Description of the task:
Below are records. Find each line in them that holds the word "clothing" and copy it.
··· Available data ···
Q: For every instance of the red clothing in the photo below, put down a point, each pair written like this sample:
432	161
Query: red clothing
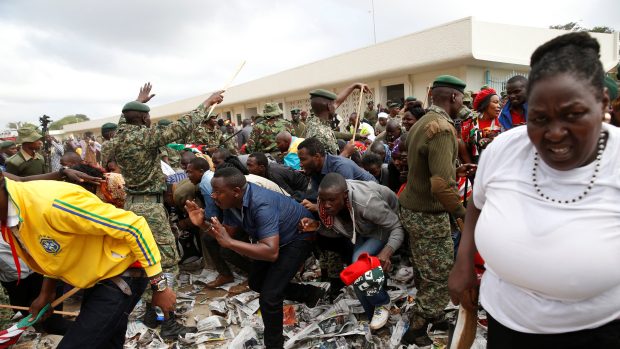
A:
518	118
···
Answer section:
Q: For every instance of the red clothing in the photo below, put down a point, each pair written like this sample:
Query: red clothing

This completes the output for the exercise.